What you will do =>
[1] From the workshop schedule, copy word for word the part that opens with the words containing "Join Lila Silverstein" and closes with "local law enforcement.".
[2] List the titles of all the sessions in the workshop schedule.

Text block =>
12:30p-1:30p: “ECHAO P’ALANTE” – Working towards an inclusive & intersectional understanding of the US Civil Rights Movement (Room 9208)
The Civil Rights Movement did not just start in 1954 and end in 1964. Our primary school education, history books, and associated media have in many ways collapsed and limited our understanding of the US Civil Rights Movement by esteeming certain types of action and actors while vilifying others, often at the expense of the collaborative movements that many have worked so hard to build. This workshop will draw on a variety of media in order to highlight multiple forms of resistance and sustained struggle against oppression culminating in all of the participants working together to build an inclusive and intersectional timeline of the Civil Rights Movement.
Wednesday, May 17th
10:30a-11:30a: KNOW YOUR RIGHTS WITH POLICE (Room 9208)
Join Lila Silverstein of the American Civil Liberties Union (ACLU) for this informative workshop and get to know your rights! We rely on the police to keep us safe and treat us fairly regardless of race, gender, ethnicity, origin, or religion. This session provides tips for interacting with local law enforcement.
12:30p-2:30p: WALKOUT – FILM (Room 9208)
The 2006 film Walkout is a dramatization of the historic 1968 walkout in Los Angeles, a Chicanx student-led protest responding to untenable learning conditions and systemic racism in the schools. This film highlights the experiences of students in East Los Angeles protesting academic prejudice and dire school conditions. An award-winning film producer and community activist, Moctesuma Esparza, helped organize the 1968 walkout and was arrested and jailed along with 12 others for conspiracy to disturb the peace. This film helps center the organization of Chicanx students in the struggle for a voice in activism.

Exercise data =>
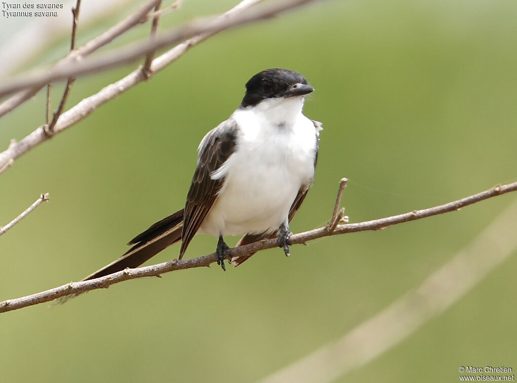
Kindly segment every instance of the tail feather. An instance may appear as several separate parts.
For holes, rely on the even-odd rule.
[[[112,274],[126,267],[138,267],[160,251],[181,240],[183,209],[153,225],[129,241],[134,244],[124,254],[109,265],[84,278],[87,281]]]

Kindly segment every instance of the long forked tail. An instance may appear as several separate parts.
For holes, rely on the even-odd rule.
[[[160,251],[181,240],[183,209],[159,221],[131,239],[128,245],[134,245],[118,259],[90,274],[83,281],[98,278],[126,267],[138,267]]]

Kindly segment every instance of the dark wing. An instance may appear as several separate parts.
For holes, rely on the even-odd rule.
[[[314,169],[315,170],[316,163],[318,161],[318,151],[320,149],[320,131],[323,128],[322,127],[321,122],[317,121],[314,121],[313,120],[312,121],[314,124],[314,128],[316,129],[316,152],[314,154]],[[289,214],[287,217],[290,222],[294,218],[294,215],[296,213],[296,212],[298,211],[298,209],[299,209],[300,207],[301,206],[301,204],[305,199],[305,197],[307,195],[307,192],[309,191],[309,188],[310,187],[311,185],[310,184],[303,185],[300,188],[300,190],[298,190],[298,194],[296,195],[296,197],[295,198],[294,201],[293,202],[291,208],[289,209]],[[265,238],[274,238],[278,236],[278,230],[273,233],[264,232],[263,233],[258,233],[258,234],[246,234],[240,239],[240,240],[237,242],[236,246],[242,246],[245,244],[248,244],[248,243],[252,243],[254,242],[256,242],[257,241],[260,241]],[[232,258],[232,263],[233,264],[234,266],[238,266],[254,254],[255,253],[253,253],[249,255]]]
[[[180,259],[224,183],[223,178],[214,180],[210,175],[235,151],[237,129],[237,123],[233,119],[226,120],[209,131],[201,142],[197,167],[185,204]]]

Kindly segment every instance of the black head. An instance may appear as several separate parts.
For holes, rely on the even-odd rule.
[[[246,93],[240,106],[253,106],[268,98],[303,96],[314,90],[299,73],[278,68],[266,69],[246,83]]]

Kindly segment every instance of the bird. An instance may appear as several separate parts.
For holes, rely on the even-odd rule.
[[[226,236],[244,235],[237,246],[278,237],[288,256],[289,223],[314,181],[317,161],[322,124],[302,113],[314,90],[303,76],[287,69],[253,76],[238,108],[201,140],[185,207],[137,235],[120,258],[82,280],[137,267],[179,241],[181,259],[197,233],[218,238],[217,264],[225,271],[225,257],[237,266],[253,255],[232,257]]]

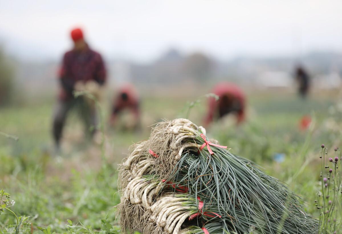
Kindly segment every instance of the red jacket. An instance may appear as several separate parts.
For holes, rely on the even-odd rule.
[[[205,120],[206,125],[212,122],[218,112],[224,109],[225,106],[229,105],[225,103],[224,96],[229,96],[234,101],[238,102],[239,108],[236,110],[237,115],[237,121],[240,123],[245,119],[245,109],[246,99],[245,95],[240,88],[233,84],[222,83],[216,85],[213,89],[212,93],[219,96],[220,99],[216,101],[214,97],[210,97],[208,103],[208,114]]]
[[[113,101],[111,118],[115,118],[118,113],[126,108],[131,109],[135,117],[139,117],[139,98],[136,91],[130,85],[123,86],[119,90]]]
[[[67,52],[59,72],[61,88],[60,99],[72,98],[74,86],[79,81],[94,80],[100,85],[106,81],[106,69],[101,55],[87,47],[82,51]]]

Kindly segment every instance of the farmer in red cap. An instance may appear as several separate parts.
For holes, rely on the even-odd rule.
[[[140,112],[139,98],[136,90],[132,85],[127,84],[121,87],[113,100],[110,116],[110,124],[116,123],[119,114],[125,109],[130,110],[134,116],[133,126],[139,126],[140,122]]]
[[[212,93],[219,97],[209,98],[208,113],[205,120],[206,126],[214,119],[221,118],[228,114],[236,115],[237,123],[245,119],[245,95],[237,86],[229,83],[221,83],[215,86]]]
[[[106,70],[101,55],[89,47],[80,29],[73,29],[70,34],[74,48],[63,57],[59,74],[60,90],[53,116],[53,135],[57,150],[67,114],[73,108],[81,107],[81,116],[88,132],[92,136],[95,133],[97,120],[94,105],[90,105],[83,96],[75,97],[73,92],[86,90],[86,87],[96,90],[94,87],[99,88],[106,81]]]

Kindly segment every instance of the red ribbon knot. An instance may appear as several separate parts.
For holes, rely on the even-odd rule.
[[[150,153],[150,154],[153,156],[154,156],[156,157],[159,157],[159,155],[157,154],[156,153],[153,152],[153,151],[151,150],[150,149],[148,150],[148,152]]]
[[[215,212],[212,212],[211,211],[206,211],[202,213],[202,210],[203,208],[203,205],[204,205],[203,201],[201,201],[201,199],[199,197],[197,197],[197,199],[198,200],[199,202],[198,203],[198,210],[199,212],[190,215],[189,217],[189,220],[190,220],[192,219],[193,219],[196,217],[200,216],[201,215],[203,215],[205,216],[209,217],[209,218],[216,218],[216,217],[221,218],[222,217],[222,216],[219,214],[215,213]]]
[[[204,233],[204,234],[210,234],[208,230],[207,230],[207,229],[205,228],[202,228],[202,230],[203,231],[203,232]]]
[[[201,147],[199,148],[199,149],[200,150],[202,150],[203,149],[203,148],[206,146],[207,148],[208,149],[208,151],[209,151],[209,153],[212,155],[214,154],[214,152],[213,152],[212,150],[211,150],[210,146],[216,146],[216,147],[220,147],[220,148],[223,148],[223,149],[227,149],[226,146],[220,146],[218,144],[214,144],[209,141],[207,140],[207,138],[206,138],[206,136],[205,136],[204,134],[203,133],[201,134],[200,136],[201,137],[202,137],[202,139],[204,140],[204,143],[203,143],[203,144],[201,146]]]

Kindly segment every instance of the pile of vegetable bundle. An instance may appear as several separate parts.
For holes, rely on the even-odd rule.
[[[157,124],[119,165],[122,232],[317,232],[297,196],[226,148],[187,120]]]

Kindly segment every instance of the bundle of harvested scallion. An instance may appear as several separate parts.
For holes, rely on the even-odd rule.
[[[122,232],[317,231],[296,195],[226,148],[187,120],[157,124],[119,166]]]

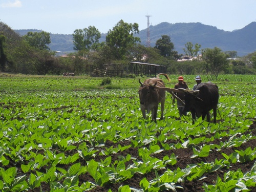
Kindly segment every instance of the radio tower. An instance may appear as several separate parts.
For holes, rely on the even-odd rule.
[[[146,15],[145,16],[147,17],[147,32],[146,34],[146,46],[150,47],[150,17],[152,15]]]

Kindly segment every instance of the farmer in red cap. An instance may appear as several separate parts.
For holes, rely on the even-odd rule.
[[[185,89],[188,89],[187,84],[186,82],[184,81],[183,77],[180,76],[178,78],[179,82],[175,84],[174,89],[178,89],[178,88],[183,88]],[[176,93],[176,95],[179,97],[183,102],[185,103],[185,100],[184,99],[184,93]],[[179,110],[179,113],[180,114],[180,116],[181,117],[182,115],[186,115],[186,114],[183,113],[183,109],[184,106],[183,105],[182,103],[180,102],[178,99],[177,99],[177,106],[178,109]]]
[[[197,82],[197,84],[194,86],[193,87],[193,91],[196,90],[196,89],[197,89],[197,86],[198,86],[199,84],[200,84],[202,82],[202,79],[201,79],[201,77],[199,75],[198,75],[196,77],[196,82]]]

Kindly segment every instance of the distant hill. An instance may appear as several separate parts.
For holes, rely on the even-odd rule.
[[[16,30],[20,35],[29,31],[40,32],[37,30]],[[136,36],[140,38],[141,44],[146,45],[147,29],[140,31]],[[252,22],[244,28],[232,32],[225,31],[216,27],[206,25],[200,23],[170,24],[161,23],[150,27],[151,47],[154,47],[156,41],[162,35],[170,37],[175,50],[179,54],[184,54],[185,44],[191,42],[200,44],[202,49],[217,47],[226,51],[236,51],[238,56],[243,56],[256,51],[256,22]],[[106,34],[101,34],[100,42],[105,40]],[[74,52],[73,36],[70,35],[50,34],[52,50],[65,53]]]

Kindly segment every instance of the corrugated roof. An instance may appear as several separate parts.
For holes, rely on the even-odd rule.
[[[133,62],[133,61],[131,61],[131,62],[130,62],[130,63],[135,63],[135,64],[140,64],[140,65],[147,65],[147,66],[165,67],[164,66],[161,66],[160,65],[157,65],[157,64],[146,63],[144,63],[144,62]]]

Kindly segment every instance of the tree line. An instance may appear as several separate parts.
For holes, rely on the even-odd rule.
[[[100,33],[94,26],[76,29],[72,34],[75,52],[63,57],[56,56],[48,47],[49,33],[30,32],[22,37],[0,22],[1,71],[44,75],[69,72],[80,75],[89,74],[90,65],[103,68],[137,61],[165,66],[168,74],[206,74],[209,80],[217,79],[221,73],[256,74],[256,52],[237,58],[234,51],[201,49],[200,45],[188,42],[184,54],[180,54],[169,36],[162,35],[154,47],[147,47],[135,36],[139,32],[138,24],[120,20],[100,43]],[[184,57],[190,59],[181,61]]]

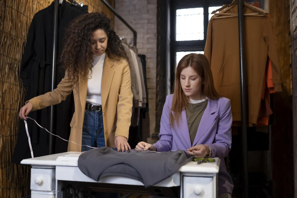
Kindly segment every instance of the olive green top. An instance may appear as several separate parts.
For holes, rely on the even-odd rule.
[[[190,102],[192,103],[189,103],[186,108],[191,145],[193,145],[201,118],[207,106],[208,101],[206,99],[199,101],[199,102],[197,102],[198,101],[191,100]],[[197,103],[194,103],[195,102]]]

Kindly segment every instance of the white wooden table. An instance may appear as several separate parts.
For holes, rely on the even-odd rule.
[[[181,198],[217,197],[217,174],[220,162],[218,158],[214,158],[216,162],[211,163],[197,165],[195,162],[190,162],[170,178],[146,188],[140,182],[129,178],[108,176],[97,181],[87,176],[78,167],[81,153],[67,152],[22,161],[23,164],[32,165],[31,198],[62,198],[66,183],[76,185],[84,190],[89,188],[88,189],[90,191],[111,189],[113,192],[157,196],[158,193],[174,194],[177,197],[180,195]]]

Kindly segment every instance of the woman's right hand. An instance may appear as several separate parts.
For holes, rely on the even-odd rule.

Set of answers =>
[1]
Join Lila Silverstein of the American Civil Liberties Union (ACLU) for this informative workshop and get to know your rights! We rely on the police to keep us safe and treat us fairly regardless of race, gender, ethnicity, origin, or religion. This session provides tips for interacting with local law enforcement.

[2]
ECHAO P’ALANTE
KNOW YOUR RIGHTS WITH POLICE
WALKOUT – FILM